TASK PROMPT: Copy the records below word for word, from the start of the records through the line containing "[457,0,656,32]", including that line. Leave the picture out of your copy.

-- -- --

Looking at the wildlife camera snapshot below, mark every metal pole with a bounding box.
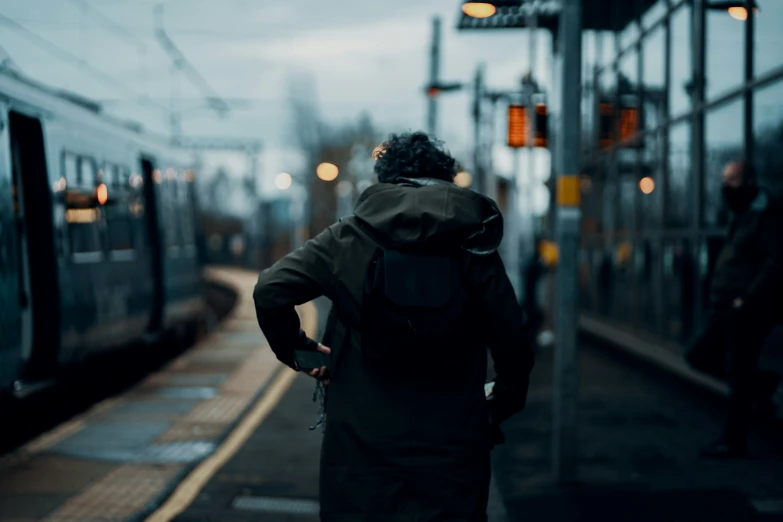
[522,0,538,255]
[427,17,440,136]
[552,0,582,483]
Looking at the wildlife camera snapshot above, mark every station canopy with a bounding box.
[457,0,656,32]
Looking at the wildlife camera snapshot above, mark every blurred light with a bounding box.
[65,208,101,223]
[356,179,372,194]
[372,145,386,161]
[335,180,353,198]
[275,172,294,190]
[462,2,497,18]
[579,176,593,194]
[315,163,340,181]
[729,6,759,22]
[454,170,473,188]
[128,201,144,217]
[95,183,109,205]
[128,172,144,188]
[639,176,655,194]
[52,178,68,192]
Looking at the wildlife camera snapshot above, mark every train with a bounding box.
[0,71,206,396]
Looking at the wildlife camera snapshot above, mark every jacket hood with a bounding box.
[354,178,503,255]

-- -- --

EXPECTED OUTPUT:
Looking at the wildlife camera snapshot below, mark every metal pole with a bounding box.
[522,0,538,255]
[427,17,440,136]
[552,0,582,483]
Looking at the wildlife camera snapshot above, mark every station canopy with a bounding box.
[457,0,656,32]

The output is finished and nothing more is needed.